### Aim of the exercise:
Go line by line through the data and copy those with the word "reflection".

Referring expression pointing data
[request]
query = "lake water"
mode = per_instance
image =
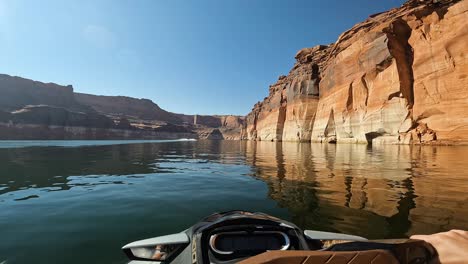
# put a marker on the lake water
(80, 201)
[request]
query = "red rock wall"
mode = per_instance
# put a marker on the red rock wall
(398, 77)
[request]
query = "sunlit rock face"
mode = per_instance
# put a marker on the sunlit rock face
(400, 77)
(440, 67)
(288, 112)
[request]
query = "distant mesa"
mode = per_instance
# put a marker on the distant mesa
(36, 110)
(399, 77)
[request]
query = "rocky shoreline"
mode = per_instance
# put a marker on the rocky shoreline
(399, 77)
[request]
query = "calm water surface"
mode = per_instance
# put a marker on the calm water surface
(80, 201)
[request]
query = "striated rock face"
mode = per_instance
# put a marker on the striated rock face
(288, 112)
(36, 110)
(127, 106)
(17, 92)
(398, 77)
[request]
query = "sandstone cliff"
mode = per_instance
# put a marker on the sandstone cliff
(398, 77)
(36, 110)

==

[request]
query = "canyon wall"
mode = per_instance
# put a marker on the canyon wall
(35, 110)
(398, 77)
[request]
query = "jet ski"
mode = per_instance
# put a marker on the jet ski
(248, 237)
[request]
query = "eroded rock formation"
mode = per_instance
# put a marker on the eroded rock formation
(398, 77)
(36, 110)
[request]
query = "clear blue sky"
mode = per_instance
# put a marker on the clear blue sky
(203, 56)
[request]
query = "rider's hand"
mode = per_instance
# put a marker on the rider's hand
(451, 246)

...

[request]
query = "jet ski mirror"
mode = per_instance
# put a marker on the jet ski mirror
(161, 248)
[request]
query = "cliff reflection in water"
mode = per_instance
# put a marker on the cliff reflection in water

### Solved problem:
query = "cliff reflection in water"
# put a marker on the cliff reflection in water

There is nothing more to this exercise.